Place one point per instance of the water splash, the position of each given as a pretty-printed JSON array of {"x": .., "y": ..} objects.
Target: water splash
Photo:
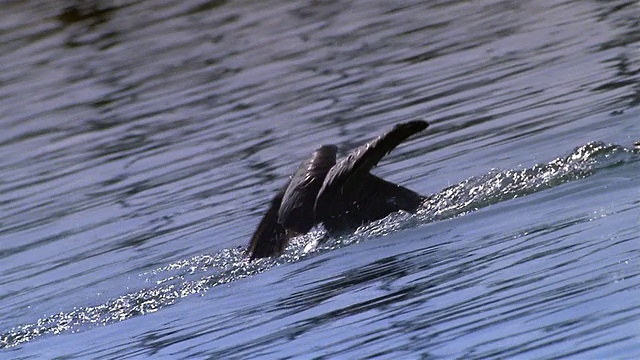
[{"x": 185, "y": 277}]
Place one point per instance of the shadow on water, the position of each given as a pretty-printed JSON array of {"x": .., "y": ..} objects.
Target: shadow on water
[{"x": 184, "y": 278}]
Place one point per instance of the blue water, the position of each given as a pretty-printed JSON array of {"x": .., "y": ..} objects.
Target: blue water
[{"x": 142, "y": 142}]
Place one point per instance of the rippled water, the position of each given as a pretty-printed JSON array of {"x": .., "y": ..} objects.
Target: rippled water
[{"x": 142, "y": 142}]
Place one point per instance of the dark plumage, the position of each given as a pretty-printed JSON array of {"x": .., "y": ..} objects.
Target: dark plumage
[{"x": 341, "y": 196}]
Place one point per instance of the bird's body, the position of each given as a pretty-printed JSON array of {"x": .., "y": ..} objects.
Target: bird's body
[{"x": 341, "y": 196}]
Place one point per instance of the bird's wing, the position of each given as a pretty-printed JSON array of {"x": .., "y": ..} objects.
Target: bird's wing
[
  {"x": 296, "y": 209},
  {"x": 349, "y": 174},
  {"x": 270, "y": 238}
]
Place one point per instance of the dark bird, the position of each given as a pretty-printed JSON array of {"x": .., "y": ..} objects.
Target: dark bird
[{"x": 341, "y": 196}]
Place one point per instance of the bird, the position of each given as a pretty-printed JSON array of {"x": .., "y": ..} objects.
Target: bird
[{"x": 339, "y": 195}]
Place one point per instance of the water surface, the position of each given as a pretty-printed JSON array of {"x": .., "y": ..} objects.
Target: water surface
[{"x": 143, "y": 140}]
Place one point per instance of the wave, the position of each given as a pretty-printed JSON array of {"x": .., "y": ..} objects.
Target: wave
[{"x": 183, "y": 278}]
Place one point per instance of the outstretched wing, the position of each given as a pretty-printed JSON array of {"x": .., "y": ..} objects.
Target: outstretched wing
[
  {"x": 349, "y": 176},
  {"x": 296, "y": 209},
  {"x": 270, "y": 238},
  {"x": 292, "y": 207}
]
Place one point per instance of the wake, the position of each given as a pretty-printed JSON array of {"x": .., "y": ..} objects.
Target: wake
[{"x": 187, "y": 277}]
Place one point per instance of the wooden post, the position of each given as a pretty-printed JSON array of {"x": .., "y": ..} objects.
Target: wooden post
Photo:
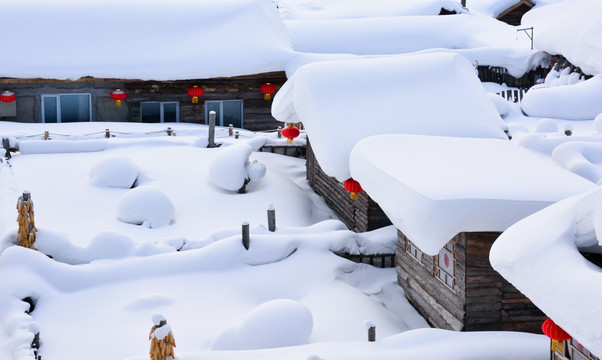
[
  {"x": 271, "y": 218},
  {"x": 246, "y": 239},
  {"x": 211, "y": 129},
  {"x": 372, "y": 333},
  {"x": 6, "y": 146}
]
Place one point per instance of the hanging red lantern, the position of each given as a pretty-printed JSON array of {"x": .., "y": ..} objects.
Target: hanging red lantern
[
  {"x": 267, "y": 89},
  {"x": 118, "y": 95},
  {"x": 353, "y": 187},
  {"x": 290, "y": 132},
  {"x": 194, "y": 92},
  {"x": 8, "y": 96}
]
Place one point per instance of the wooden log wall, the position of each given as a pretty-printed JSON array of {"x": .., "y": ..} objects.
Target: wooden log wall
[
  {"x": 480, "y": 299},
  {"x": 358, "y": 215}
]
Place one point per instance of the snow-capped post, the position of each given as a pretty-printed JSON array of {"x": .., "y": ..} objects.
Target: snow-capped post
[
  {"x": 371, "y": 330},
  {"x": 271, "y": 218},
  {"x": 211, "y": 129},
  {"x": 26, "y": 235},
  {"x": 246, "y": 238},
  {"x": 162, "y": 340}
]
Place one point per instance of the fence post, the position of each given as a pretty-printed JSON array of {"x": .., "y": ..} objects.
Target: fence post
[
  {"x": 211, "y": 129},
  {"x": 246, "y": 239},
  {"x": 271, "y": 218}
]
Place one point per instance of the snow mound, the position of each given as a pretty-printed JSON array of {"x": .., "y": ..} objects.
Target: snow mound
[
  {"x": 231, "y": 168},
  {"x": 115, "y": 171},
  {"x": 146, "y": 206},
  {"x": 582, "y": 101},
  {"x": 276, "y": 323},
  {"x": 581, "y": 158}
]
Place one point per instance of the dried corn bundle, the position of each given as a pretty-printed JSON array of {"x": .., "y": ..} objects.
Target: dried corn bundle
[
  {"x": 27, "y": 226},
  {"x": 162, "y": 340}
]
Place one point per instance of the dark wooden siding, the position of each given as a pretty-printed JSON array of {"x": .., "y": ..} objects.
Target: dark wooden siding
[
  {"x": 359, "y": 215},
  {"x": 256, "y": 110},
  {"x": 480, "y": 299}
]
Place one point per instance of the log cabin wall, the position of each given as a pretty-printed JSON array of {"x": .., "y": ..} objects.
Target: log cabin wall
[
  {"x": 256, "y": 110},
  {"x": 480, "y": 299},
  {"x": 358, "y": 215}
]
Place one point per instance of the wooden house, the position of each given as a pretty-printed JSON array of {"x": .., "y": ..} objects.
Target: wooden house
[
  {"x": 153, "y": 52},
  {"x": 513, "y": 14},
  {"x": 451, "y": 198},
  {"x": 559, "y": 246}
]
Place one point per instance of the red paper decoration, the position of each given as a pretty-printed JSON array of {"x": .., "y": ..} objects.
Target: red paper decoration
[
  {"x": 353, "y": 187},
  {"x": 8, "y": 96},
  {"x": 195, "y": 92},
  {"x": 267, "y": 89},
  {"x": 118, "y": 95}
]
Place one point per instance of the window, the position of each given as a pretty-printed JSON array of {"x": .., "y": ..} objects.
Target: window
[
  {"x": 61, "y": 108},
  {"x": 445, "y": 264},
  {"x": 158, "y": 112},
  {"x": 226, "y": 112}
]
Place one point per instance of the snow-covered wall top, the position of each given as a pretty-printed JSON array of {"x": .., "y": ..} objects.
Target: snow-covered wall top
[
  {"x": 341, "y": 102},
  {"x": 570, "y": 28},
  {"x": 540, "y": 257},
  {"x": 136, "y": 39},
  {"x": 433, "y": 188}
]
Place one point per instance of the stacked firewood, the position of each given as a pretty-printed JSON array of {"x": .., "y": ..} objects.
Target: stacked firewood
[
  {"x": 162, "y": 340},
  {"x": 27, "y": 227}
]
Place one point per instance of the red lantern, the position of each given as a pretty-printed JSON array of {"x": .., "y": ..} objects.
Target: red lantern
[
  {"x": 118, "y": 95},
  {"x": 353, "y": 187},
  {"x": 290, "y": 132},
  {"x": 194, "y": 92},
  {"x": 267, "y": 89},
  {"x": 554, "y": 331},
  {"x": 8, "y": 96}
]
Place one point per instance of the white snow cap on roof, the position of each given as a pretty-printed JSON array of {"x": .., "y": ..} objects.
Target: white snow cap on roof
[
  {"x": 570, "y": 28},
  {"x": 342, "y": 102},
  {"x": 433, "y": 187},
  {"x": 540, "y": 257},
  {"x": 136, "y": 39}
]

Instructions to follow:
Change every "pretty-printed" in the rows above to "compact" and keep everything else as it is. Leave the pictures out of your answer.

Task response:
Place one point per instance of the water splash, the position of each given as a compact JSON array of {"x": .., "y": ..} objects.
Target: water splash
Photo:
[{"x": 185, "y": 277}]
Place one point per instance of the shadow on water, the position of each given as a compact JSON array of {"x": .., "y": ..} objects.
Target: shadow on water
[{"x": 184, "y": 278}]
Place one point per instance of the blue water, the position of each given as a compact JSON array of {"x": .., "y": ..} objects.
Target: blue water
[{"x": 142, "y": 142}]
Place one point per instance of the rippled water, the position of each given as a compact JSON array of {"x": .., "y": ..} objects.
Target: rippled water
[{"x": 142, "y": 142}]
Place one point per instance of the dark plumage, the position of each given as a compact JSON array of {"x": .., "y": ..} objects.
Target: dark plumage
[{"x": 341, "y": 196}]
Place one point per instance of the bird's body, the position of each given as a compact JSON array of {"x": .., "y": ..} objects.
Target: bird's body
[{"x": 341, "y": 196}]
Place one point per instance of the bird's wing, the position of each given as a compact JSON array of {"x": .., "y": ..} objects.
Target: bird's wing
[
  {"x": 296, "y": 209},
  {"x": 349, "y": 174},
  {"x": 270, "y": 238}
]
Place one point per instance of the dark bird, the position of each given as a compact JSON array of {"x": .., "y": ..} objects.
Target: dark bird
[{"x": 341, "y": 196}]
Place one point per instance of the bird, the position of each given as a compact JSON array of {"x": .., "y": ..} objects.
Target: bird
[{"x": 339, "y": 195}]
Place one point per instance of the water surface, the position of each given as a compact JSON array of {"x": .., "y": ..} objects.
Target: water surface
[{"x": 143, "y": 140}]
Place one point per instance of the wave, the position of each given as a compact JSON array of {"x": .., "y": ..} objects.
Target: wave
[{"x": 183, "y": 278}]
Place one point per instance of the outstretched wing, the position of each given as a compact JSON array of {"x": .., "y": ..} objects.
Target: outstretched wing
[
  {"x": 349, "y": 176},
  {"x": 296, "y": 209},
  {"x": 270, "y": 238},
  {"x": 292, "y": 207}
]
Place one point per instance of the wake, the position of each given as a compact JSON array of {"x": .., "y": ..} objects.
Target: wake
[{"x": 187, "y": 277}]
Place one point per instance of the wooden post, the position of each given as a compact JSON array of {"x": .., "y": ..} objects.
Target: wooden post
Photo:
[
  {"x": 271, "y": 218},
  {"x": 246, "y": 239},
  {"x": 211, "y": 129},
  {"x": 372, "y": 333},
  {"x": 6, "y": 146}
]
Place one point per instance of the hanging red lantern, the position of each given as a compact JSON array of {"x": .., "y": ..} objects.
Target: hanging red lantern
[
  {"x": 267, "y": 89},
  {"x": 118, "y": 95},
  {"x": 353, "y": 187},
  {"x": 290, "y": 132},
  {"x": 194, "y": 92},
  {"x": 8, "y": 96}
]
Place one point per instance of the wooden log wall, the position of each given as a compact JSON array of {"x": .., "y": ..} objects.
Target: wooden log wall
[
  {"x": 480, "y": 299},
  {"x": 358, "y": 215}
]
Place one point per instance of the snow-capped post, the position of each given as a compact JSON array of {"x": .., "y": ..} objects.
Target: snow-capped post
[
  {"x": 371, "y": 330},
  {"x": 271, "y": 218},
  {"x": 211, "y": 129},
  {"x": 26, "y": 235},
  {"x": 246, "y": 238},
  {"x": 162, "y": 340}
]
Place one point per instance of the fence post, the position of each given as a compact JSON array of {"x": .., "y": ..} objects.
Target: fence post
[
  {"x": 211, "y": 129},
  {"x": 246, "y": 239},
  {"x": 271, "y": 218}
]
Place one point per instance of the snow mound, the position of each given as a compact JSON array of {"x": .., "y": ..} objects.
Target: snow mound
[
  {"x": 231, "y": 168},
  {"x": 115, "y": 171},
  {"x": 146, "y": 206},
  {"x": 582, "y": 101},
  {"x": 276, "y": 323},
  {"x": 581, "y": 158}
]
Place one point per instance of the dried corn bundle, the position of each given as a compact JSON array of {"x": .., "y": ..} objects.
Target: dried corn bundle
[
  {"x": 27, "y": 226},
  {"x": 162, "y": 340}
]
Place one point per instance of the dark wooden siding, the position of each given as a compact JSON array of {"x": .., "y": ..} objects.
Target: dark wooden siding
[
  {"x": 359, "y": 215},
  {"x": 256, "y": 110},
  {"x": 480, "y": 299}
]
Place one point per instance of the log cabin wall, the position of each given as a compact JSON array of {"x": .., "y": ..} objects.
Target: log cabin wall
[
  {"x": 256, "y": 110},
  {"x": 480, "y": 299},
  {"x": 358, "y": 215}
]
Place one point per instance of the wooden house, the position of each given as a compact JSON array of {"x": .., "y": ..} objects.
Target: wooden house
[
  {"x": 153, "y": 52},
  {"x": 513, "y": 14},
  {"x": 451, "y": 198},
  {"x": 559, "y": 246}
]
Place one point per instance of the red paper decoration, the position of each given as a compact JSON array of {"x": .., "y": ..} objects.
Target: red paper decoration
[
  {"x": 353, "y": 187},
  {"x": 8, "y": 96},
  {"x": 195, "y": 92},
  {"x": 267, "y": 89},
  {"x": 118, "y": 95}
]
Place one point per instance of the window, the position of each given as a compact JSON array of {"x": .., "y": ..} objects.
Target: window
[
  {"x": 61, "y": 108},
  {"x": 445, "y": 264},
  {"x": 158, "y": 112},
  {"x": 226, "y": 112}
]
Place one point per instance of the snow-covered wall top, the position of each given as a compact JSON array of {"x": .., "y": ..} objects.
Target: snow-covered wall top
[
  {"x": 341, "y": 102},
  {"x": 570, "y": 28},
  {"x": 540, "y": 257},
  {"x": 136, "y": 39},
  {"x": 433, "y": 188}
]
Place one point per instance of the stacked firewood, the position of each given as a compact JSON array of {"x": .., "y": ..} objects.
Target: stacked firewood
[
  {"x": 162, "y": 340},
  {"x": 27, "y": 227}
]
Place one point per instance of the red lantern, the position of each given as a compact JSON array of {"x": .., "y": ..} objects.
Target: red lantern
[
  {"x": 118, "y": 95},
  {"x": 353, "y": 187},
  {"x": 290, "y": 132},
  {"x": 194, "y": 92},
  {"x": 267, "y": 89},
  {"x": 554, "y": 331},
  {"x": 8, "y": 96}
]
Place one point per instance of the white snow cap on roof, the position of each given as a compact JSON array of {"x": .., "y": ..} objects.
Target: white snow cap on roof
[
  {"x": 570, "y": 28},
  {"x": 342, "y": 102},
  {"x": 433, "y": 187},
  {"x": 540, "y": 257},
  {"x": 136, "y": 39}
]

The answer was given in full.